- **What needs to be done**
The entries below should be given again exactly, minus their pictures.

- **Exercise material**
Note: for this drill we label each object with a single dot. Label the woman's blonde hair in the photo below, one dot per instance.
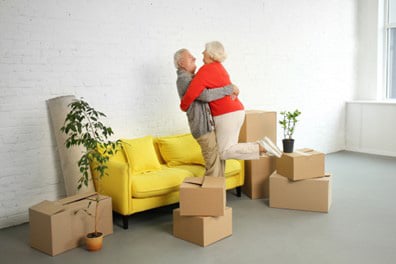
(216, 51)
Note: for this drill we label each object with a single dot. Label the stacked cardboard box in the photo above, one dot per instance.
(300, 182)
(57, 226)
(257, 125)
(203, 217)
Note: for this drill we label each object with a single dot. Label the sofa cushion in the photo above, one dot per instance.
(233, 167)
(118, 155)
(141, 154)
(158, 182)
(180, 149)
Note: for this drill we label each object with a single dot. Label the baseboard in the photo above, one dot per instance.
(372, 151)
(14, 220)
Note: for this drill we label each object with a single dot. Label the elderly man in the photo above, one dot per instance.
(198, 114)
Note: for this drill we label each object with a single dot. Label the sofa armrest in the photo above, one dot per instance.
(116, 185)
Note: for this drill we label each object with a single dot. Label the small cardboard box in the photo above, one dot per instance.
(257, 174)
(301, 164)
(309, 195)
(202, 230)
(203, 196)
(57, 226)
(257, 125)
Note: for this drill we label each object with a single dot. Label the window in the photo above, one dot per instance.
(390, 28)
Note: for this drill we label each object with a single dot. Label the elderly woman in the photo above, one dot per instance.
(228, 112)
(199, 117)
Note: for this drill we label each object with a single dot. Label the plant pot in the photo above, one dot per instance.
(288, 145)
(94, 241)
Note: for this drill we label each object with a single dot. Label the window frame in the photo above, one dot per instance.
(387, 36)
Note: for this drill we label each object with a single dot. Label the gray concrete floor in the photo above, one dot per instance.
(360, 228)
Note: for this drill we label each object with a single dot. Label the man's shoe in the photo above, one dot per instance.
(270, 147)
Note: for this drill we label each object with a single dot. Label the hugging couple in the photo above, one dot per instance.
(214, 112)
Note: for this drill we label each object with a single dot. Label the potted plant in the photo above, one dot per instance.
(83, 127)
(288, 123)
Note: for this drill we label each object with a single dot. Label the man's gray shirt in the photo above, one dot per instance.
(199, 116)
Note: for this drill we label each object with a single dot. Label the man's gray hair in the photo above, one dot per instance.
(216, 51)
(177, 57)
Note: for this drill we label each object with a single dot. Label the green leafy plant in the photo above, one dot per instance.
(83, 127)
(288, 122)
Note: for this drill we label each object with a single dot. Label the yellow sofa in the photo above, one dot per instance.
(146, 173)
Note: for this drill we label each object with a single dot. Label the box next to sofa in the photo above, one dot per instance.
(57, 226)
(257, 177)
(202, 230)
(301, 164)
(308, 195)
(203, 196)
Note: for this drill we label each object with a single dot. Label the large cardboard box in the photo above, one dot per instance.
(57, 226)
(203, 196)
(257, 175)
(309, 195)
(301, 164)
(257, 125)
(202, 230)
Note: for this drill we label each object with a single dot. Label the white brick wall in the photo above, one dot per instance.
(118, 56)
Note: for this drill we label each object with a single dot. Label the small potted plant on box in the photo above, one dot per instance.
(83, 127)
(288, 123)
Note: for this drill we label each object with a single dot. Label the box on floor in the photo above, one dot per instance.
(257, 125)
(257, 175)
(57, 226)
(203, 196)
(309, 195)
(301, 164)
(202, 230)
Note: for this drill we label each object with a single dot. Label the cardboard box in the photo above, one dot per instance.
(257, 125)
(57, 226)
(257, 173)
(202, 230)
(301, 164)
(203, 196)
(308, 195)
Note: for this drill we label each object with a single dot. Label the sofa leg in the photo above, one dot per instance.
(125, 221)
(239, 191)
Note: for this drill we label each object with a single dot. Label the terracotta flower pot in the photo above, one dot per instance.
(288, 145)
(94, 241)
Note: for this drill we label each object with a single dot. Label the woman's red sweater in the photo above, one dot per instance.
(211, 75)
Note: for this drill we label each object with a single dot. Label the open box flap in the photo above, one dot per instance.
(77, 197)
(213, 182)
(48, 207)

- **Full solution**
Note: for this drill we label each object with a single dot. Label the woman's blonde hair in the photo below, one dot per instance.
(216, 51)
Note: for this drill we label each object with a single dot. Label the stacked cardboard box in the photo above, one dot per instance.
(300, 182)
(57, 226)
(257, 125)
(203, 217)
Note: for this drill we label each object with a single dot. Label the sofa cushion in the photo above, one dot per instance.
(233, 167)
(118, 155)
(141, 154)
(158, 182)
(180, 149)
Note: for this drill we label each object with a single dot. Label the baseboard in the photo above, one dot per instance.
(372, 151)
(14, 220)
Note: for this drill we label each object with a single dot. Label the elderly man in the photo above, one dot per instance.
(198, 114)
Note: for this drill we label each object with a single dot. Label the sofa armrest in the photo above, one dot per instance.
(116, 185)
Note: for this drill we label each object with a single dot. Label the small cardboard box in the photo above, one dot per instance.
(257, 174)
(301, 164)
(309, 195)
(202, 230)
(203, 196)
(57, 226)
(257, 125)
Note: for this drill we label each object with a single dot. Label the window in the photo above, one dot per instance.
(390, 28)
Note: for this drill we label each object with a single dot. Label the elderly woman in the photo above, one dot per instance.
(228, 112)
(199, 117)
Note: for this drill we label each object with a single dot. Label the plant pot in the photo above, one dot per instance.
(288, 145)
(94, 241)
Note: for this drill we label each object with a single dot. Label the window frame in the photo above, one dot per instance.
(387, 36)
Note: for this drill we label each object with a single dot. Label the gray concrete floor in the photo above, one dot per instance.
(360, 228)
Note: for this drill we label each object with a single dot. Label the man's shoe in the photo above, one dot per instance.
(270, 147)
Note: for this drill we label each object with a single dot. Label the hugging couple in the photo above, one dot per instance.
(214, 112)
Note: for this drill we label each object with a single dot. Label the potted plant in the photo above, one dot per instance.
(83, 127)
(288, 123)
Note: for this drill we label each object with a single dot. Label the man's gray shirt in the photo above, one dot per instance.
(199, 116)
Note: for this drill we label each object with a single dot. Label the man's gray hair in the photo above, one dot per instance.
(216, 51)
(177, 57)
Note: for this drill we label each object with a single dot. Label the green leafy plant in the photo above, one dot per instance.
(83, 127)
(288, 122)
Note: for this drill we label each object with a single dot. Label the yellow sofa in the photo above, one dot per instance.
(146, 173)
Note: for this drill we label each object with a single dot. Label the box next to sofa in the photo above, one dot per instance.
(57, 226)
(257, 177)
(202, 230)
(301, 164)
(308, 195)
(203, 196)
Note: for this drill we label each object with a single dot. Label the large cardboard box in the photo above, one dot per instance.
(57, 226)
(203, 196)
(257, 175)
(309, 195)
(301, 164)
(257, 125)
(202, 230)
Note: for this drill we label each object with a single dot. Label the white brick wall in the photo above, one dot per instance.
(118, 56)
Note: for this drill we label each object with a single dot. Label the small potted plant on box in the photo above, one dot per instance.
(83, 127)
(288, 123)
Note: for this drill we label each object with a single dot. Label the box on floor in the photo above, one dot per instance.
(257, 125)
(257, 175)
(57, 226)
(203, 196)
(309, 195)
(301, 164)
(202, 230)
Note: for this drill we label each object with a single dot. Label the cardboard box in the photo above, one dot per instance.
(257, 125)
(57, 226)
(257, 173)
(202, 230)
(301, 164)
(203, 196)
(308, 195)
Note: for this drill we label each object with a single dot. Label the sofa leg in the photo above, one dot per instance.
(125, 221)
(239, 191)
Note: for this drill we label each object with a single dot. Label the terracotta flower pot in the photo above, one dot per instance.
(288, 145)
(94, 241)
Note: for this drill we label each object with a single dot. Label the woman's red sweater in the photo above, one dot per instance.
(211, 75)
Note: for this drill we label each object with a single dot. Label the open box flap in the photo above, one dot per instance.
(77, 197)
(213, 182)
(48, 207)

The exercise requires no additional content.